• _TASK DESCRIPTION_
Copy out each of the following items again, word for word and in the same order.

• _DATASET RECORDS_
#####
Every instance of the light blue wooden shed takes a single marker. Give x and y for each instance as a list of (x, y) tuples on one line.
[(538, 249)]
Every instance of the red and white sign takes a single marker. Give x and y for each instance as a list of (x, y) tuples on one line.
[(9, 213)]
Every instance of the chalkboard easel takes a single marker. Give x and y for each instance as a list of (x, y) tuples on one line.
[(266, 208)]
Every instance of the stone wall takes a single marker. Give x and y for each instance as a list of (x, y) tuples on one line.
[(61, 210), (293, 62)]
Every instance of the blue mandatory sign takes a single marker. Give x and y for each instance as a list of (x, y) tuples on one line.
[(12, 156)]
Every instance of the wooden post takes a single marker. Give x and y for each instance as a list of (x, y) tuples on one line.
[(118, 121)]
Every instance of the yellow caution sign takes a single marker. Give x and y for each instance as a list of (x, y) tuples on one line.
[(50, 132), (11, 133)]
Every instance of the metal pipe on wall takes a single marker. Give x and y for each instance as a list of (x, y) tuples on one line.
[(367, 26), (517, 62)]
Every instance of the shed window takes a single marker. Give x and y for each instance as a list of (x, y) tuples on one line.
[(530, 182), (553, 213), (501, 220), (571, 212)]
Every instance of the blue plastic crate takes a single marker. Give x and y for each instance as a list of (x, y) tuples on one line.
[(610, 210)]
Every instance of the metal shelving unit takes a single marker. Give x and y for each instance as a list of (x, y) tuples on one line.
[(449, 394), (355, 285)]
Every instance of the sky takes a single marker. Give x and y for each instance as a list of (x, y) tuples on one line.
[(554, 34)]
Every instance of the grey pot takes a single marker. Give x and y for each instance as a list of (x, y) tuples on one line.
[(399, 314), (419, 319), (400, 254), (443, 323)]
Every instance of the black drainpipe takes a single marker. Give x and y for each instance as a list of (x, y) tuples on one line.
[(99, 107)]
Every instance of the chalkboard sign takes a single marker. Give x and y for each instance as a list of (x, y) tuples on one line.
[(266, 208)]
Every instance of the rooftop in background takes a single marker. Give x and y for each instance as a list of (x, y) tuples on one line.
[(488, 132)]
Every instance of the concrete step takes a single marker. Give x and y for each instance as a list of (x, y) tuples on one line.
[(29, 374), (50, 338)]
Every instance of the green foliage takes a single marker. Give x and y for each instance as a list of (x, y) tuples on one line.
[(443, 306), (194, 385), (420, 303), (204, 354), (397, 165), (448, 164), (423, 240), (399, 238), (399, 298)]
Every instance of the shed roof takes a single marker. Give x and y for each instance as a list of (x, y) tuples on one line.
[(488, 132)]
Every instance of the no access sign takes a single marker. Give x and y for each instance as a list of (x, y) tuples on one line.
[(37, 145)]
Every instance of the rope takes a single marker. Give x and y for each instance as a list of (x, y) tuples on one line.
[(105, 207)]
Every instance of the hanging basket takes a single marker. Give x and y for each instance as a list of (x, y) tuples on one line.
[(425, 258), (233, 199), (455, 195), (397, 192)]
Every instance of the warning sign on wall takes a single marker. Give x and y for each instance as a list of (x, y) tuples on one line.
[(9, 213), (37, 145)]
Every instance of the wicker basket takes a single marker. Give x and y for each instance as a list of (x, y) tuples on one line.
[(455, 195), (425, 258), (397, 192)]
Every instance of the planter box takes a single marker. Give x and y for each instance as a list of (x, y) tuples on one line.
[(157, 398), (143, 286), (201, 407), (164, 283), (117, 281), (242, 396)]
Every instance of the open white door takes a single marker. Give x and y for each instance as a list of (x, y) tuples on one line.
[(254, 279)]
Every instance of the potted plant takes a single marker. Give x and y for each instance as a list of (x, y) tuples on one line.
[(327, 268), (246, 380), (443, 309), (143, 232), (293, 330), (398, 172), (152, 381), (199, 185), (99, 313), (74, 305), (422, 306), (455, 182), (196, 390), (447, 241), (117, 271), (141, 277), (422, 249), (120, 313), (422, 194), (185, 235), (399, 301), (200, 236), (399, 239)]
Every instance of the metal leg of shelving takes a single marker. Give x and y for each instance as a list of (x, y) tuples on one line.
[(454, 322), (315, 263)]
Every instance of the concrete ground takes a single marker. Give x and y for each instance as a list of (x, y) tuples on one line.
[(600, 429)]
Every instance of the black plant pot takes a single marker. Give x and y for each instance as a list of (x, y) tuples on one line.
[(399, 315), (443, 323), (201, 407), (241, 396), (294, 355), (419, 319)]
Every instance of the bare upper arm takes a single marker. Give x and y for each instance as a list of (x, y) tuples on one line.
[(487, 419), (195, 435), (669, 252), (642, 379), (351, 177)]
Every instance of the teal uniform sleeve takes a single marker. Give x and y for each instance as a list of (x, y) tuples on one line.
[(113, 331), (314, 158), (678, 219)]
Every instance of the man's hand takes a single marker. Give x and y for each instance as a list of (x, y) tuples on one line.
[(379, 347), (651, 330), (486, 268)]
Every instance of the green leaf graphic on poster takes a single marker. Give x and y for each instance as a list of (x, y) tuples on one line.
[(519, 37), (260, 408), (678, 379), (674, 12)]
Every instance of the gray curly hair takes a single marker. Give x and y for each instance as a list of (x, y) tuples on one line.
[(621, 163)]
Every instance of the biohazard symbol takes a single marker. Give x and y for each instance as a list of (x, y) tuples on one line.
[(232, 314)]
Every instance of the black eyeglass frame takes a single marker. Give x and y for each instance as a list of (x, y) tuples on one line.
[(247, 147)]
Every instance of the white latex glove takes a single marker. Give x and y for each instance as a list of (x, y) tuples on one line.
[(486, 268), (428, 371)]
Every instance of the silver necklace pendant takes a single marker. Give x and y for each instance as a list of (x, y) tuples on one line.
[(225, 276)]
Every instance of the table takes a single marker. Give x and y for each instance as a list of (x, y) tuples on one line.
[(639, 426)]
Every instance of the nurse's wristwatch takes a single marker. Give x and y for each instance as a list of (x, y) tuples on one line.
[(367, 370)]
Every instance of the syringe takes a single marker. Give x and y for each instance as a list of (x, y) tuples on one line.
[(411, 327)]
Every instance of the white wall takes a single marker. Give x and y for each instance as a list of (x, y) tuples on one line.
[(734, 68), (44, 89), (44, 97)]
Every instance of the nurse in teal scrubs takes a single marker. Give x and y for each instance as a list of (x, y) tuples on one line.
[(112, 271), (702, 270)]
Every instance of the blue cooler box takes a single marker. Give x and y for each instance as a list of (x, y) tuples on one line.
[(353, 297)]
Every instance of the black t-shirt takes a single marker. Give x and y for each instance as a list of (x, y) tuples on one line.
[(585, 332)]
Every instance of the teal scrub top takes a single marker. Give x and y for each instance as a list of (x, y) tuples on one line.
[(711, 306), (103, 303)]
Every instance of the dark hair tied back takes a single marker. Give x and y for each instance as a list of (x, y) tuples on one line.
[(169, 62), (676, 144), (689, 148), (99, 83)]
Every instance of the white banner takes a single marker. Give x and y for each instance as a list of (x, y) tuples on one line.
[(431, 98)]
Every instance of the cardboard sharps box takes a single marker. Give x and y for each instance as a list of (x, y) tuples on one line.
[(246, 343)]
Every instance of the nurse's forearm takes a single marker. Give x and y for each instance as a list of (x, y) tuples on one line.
#####
• _EXERCISE ANSWER_
Every instance of the light blue wooden shed takes a single marker. Give x and y for each instance as a list of (x, y) tuples on one line.
[(538, 249)]
Every instance of the red and white sign takes a single marker. Give x and y for each instance as a list of (x, y) tuples on one line.
[(9, 213)]
Every instance of the chalkboard easel takes a single marker. Give x and y for each instance as a list of (x, y) tuples on one line.
[(266, 208)]
Every instance of the stone wall takes a single marker. Give x and y for each instance as a list of (x, y) tuples on one line.
[(61, 210), (293, 62)]
Every instance of the blue mandatory sign takes a single marker. Give x and y for each instance as a list of (x, y) tuples on one line.
[(12, 156)]
Every instance of the wooden post takes a single marker. Give x and y for each instance as a list of (x, y) tuples on one line.
[(118, 121)]
Every instance of the yellow caution sign takes a single marker. Give x and y for each instance as a list of (x, y) tuples on one line.
[(50, 132), (11, 133)]
Every instance of the metal pipe on wall takes a single marker. Give x and y for each instance as a list of (x, y) tuples on one line.
[(367, 26), (517, 62)]
Every instance of the shed window takes a single marker. Give x and y for each instance as a list of (x, y) tuples on one line.
[(530, 182), (553, 213), (501, 220), (571, 212)]
Every instance of the blue plastic crate takes a single marker. Give x and y for each instance as a list of (x, y) tuples on one line.
[(610, 210)]
Every instance of the metal shelving unit takes a single marker. Give x and y for each instance as a list of (x, y) tuples on one line.
[(449, 394), (355, 285)]
Every instance of the sky takes a single marker. Give x and y for each instance as a list of (x, y) tuples on one line.
[(554, 34)]
Every instance of the grey pot takes a single marker. Give x and y for each instance as a list of (x, y) tuples on one line.
[(399, 314), (419, 319), (400, 254), (443, 323)]
Every instance of the black drainpipe takes a single marker. Give x and y for each instance as a list of (x, y) tuples on one line.
[(99, 107)]
Every instance of the chalkboard sign takes a single marker. Give x and y for each instance as a list of (x, y) tuples on one line.
[(266, 208)]
Every instance of the rooftop in background takes a single marker. Give x and y for each instance as a list of (x, y) tuples on one line.
[(488, 132)]
Every instance of the concrete step takes a single marker. Give x and y for each instance as a list of (x, y) tuples on one line.
[(29, 374), (50, 338)]
Every instance of the green foliage takes a single marker. Give x and y for each instance as a list of (x, y) tuples on one line.
[(443, 306), (194, 385), (420, 303), (204, 354), (397, 165), (448, 164), (423, 240), (399, 238), (399, 298)]
Every instance of the shed roof takes a single marker. Give x and y for each instance as a list of (x, y) tuples on one line.
[(488, 132)]
Every instance of the no access sign takes a single marker. Give x and y for each instance as a list of (x, y) tuples on one line.
[(37, 145)]
Every instance of the rope takes a single marker. Give x and y for each instance as a list of (x, y) tuples on one line.
[(105, 207)]
Every instance of the hanging basket takes a single marker. Give x and y for each instance as a list of (x, y) tuples on one line.
[(425, 258), (233, 199), (455, 195), (397, 192)]
Every instance of the warning sign on wall takes a single marker. Give x and y for each instance as a list of (x, y) tuples on one line.
[(9, 213), (37, 145)]
Every instance of the wicker basket takes a single marker. Give x and y for each instance as a list of (x, y) tuples on one line.
[(455, 195), (425, 258), (397, 192)]
Every instance of the planter box takes a single marker. Give x and y for each instance as a list of (x, y) tuples on one line.
[(157, 398), (143, 286), (201, 407), (164, 283), (117, 281), (242, 396)]
Every instance of the open white door takes a single marker. Give x and y for each instance as a list of (x, y) tuples on one line.
[(254, 279)]
Every instance of the potted plant takes a single marker. Give x and y for each instance as a list of (x, y) tuples on one line.
[(327, 268), (246, 380), (443, 309), (143, 232), (293, 330), (398, 172), (152, 381), (199, 185), (99, 313), (74, 305), (422, 306), (455, 182), (196, 390), (447, 241), (117, 271), (141, 277), (422, 249), (120, 313), (422, 194), (185, 235), (399, 301), (200, 236), (399, 239)]
Every instance of the metal leg of shelving takes a single marker. Give x and y for each instance as a list of (x, y) tuples on one line.
[(454, 322), (315, 263)]
Every instance of the concrete ground takes a single marker. Give x and y for each instance as a list of (x, y) tuples on one line.
[(600, 429)]
Every instance of the black plant pot takes a single marker. Give x and y for each instance as a list of (x, y) tuples on one line.
[(399, 315), (443, 323), (201, 407), (241, 396), (294, 355), (419, 319)]
Every instance of the bare upper arm takes a single marker. Give x and y for each instance as a list of (x, y) tuples on one line.
[(487, 419), (195, 435), (669, 252), (642, 379), (351, 177)]
Every instance of the teal uniform sleeve takes a single marker. Give x and y for each instance as a list of (x, y) tuples on one line.
[(113, 331), (314, 158), (678, 219)]
Every instance of the man's hand takes a single marker. Give x and y for each instance as a list of (x, y) tuples on one line.
[(379, 347), (651, 330), (486, 268)]
Every instance of the green leaf graphic on poster takes a single marker. Give x and y for each instance as a list of (x, y) tuples on one line.
[(519, 37), (260, 408), (678, 379), (674, 12)]
Every instance of the gray curly hair takes a single marker. Give x and y for each instance as a list of (x, y) tuples on one line.
[(621, 163)]
Every instance of the biohazard symbol takes a single marker. Give x and y for each instance as a list of (x, y) tuples on one line.
[(232, 314)]
Every instance of the black eyeglass frame takes a single marker. Give x and y for each instance as a list of (x, y) tuples on one line.
[(247, 147)]
Every instance of the white latex glove takes a single marker. Give x and y for each instance as a list of (x, y) tuples on one line.
[(486, 268), (428, 371)]
Every instance of the silver necklace pendant takes a single marker. Give x and y for each instance as a list of (x, y) tuples on one line.
[(225, 276)]
Every instance of the table takes a single marker. Give x and y for each instance as a list of (x, y) tuples on one line.
[(639, 426)]
Every instance of the nurse's wristwatch takes a single marker. Give x and y for each instance as a list of (x, y) tuples on one line.
[(367, 370)]
Every instance of the syringe takes a single marker. Give x and y for each instance as a list of (x, y) tuples on one line.
[(411, 327)]
Every instance of the white wall takes a single marker. Give x and y for each instance as a list of (x, y) tuples on one line.
[(734, 68), (44, 89), (44, 97)]
Every instance of the nurse in teal scrubs takes a single marker. Give x and y for each instance as a list of (x, y) tuples on one line.
[(112, 271), (702, 270)]
Every instance of the blue cooler box takes a single marker. Give x and y for each instance as a list of (x, y) tuples on one line.
[(353, 297)]
Every instance of the black t-shirt takes a single marker. Give x and y for each instance as a list of (x, y) tuples on one line.
[(585, 332)]
Every instance of the teal scrub top takes a single marker. Give x and y for each instance as a list of (x, y) tuples on one line.
[(711, 306), (103, 303)]
Every instance of the dark hair tied back takes a single marker. Give x and y for each instance as a list of (x, y) tuples on one line.
[(169, 62), (676, 144), (689, 148), (99, 83)]
Every instance of the white banner takes a single marker. Give x and y for each instance as a list of (x, y) tuples on one line.
[(431, 98)]
Every instance of the cardboard sharps box takes a single marker. Give x and y for each instance as a list of (x, y) tuples on one line.
[(246, 343)]
Every instance of the nurse's forearm takes a single marker. Give x and y for each instance as a list of (x, y) tuples on one line.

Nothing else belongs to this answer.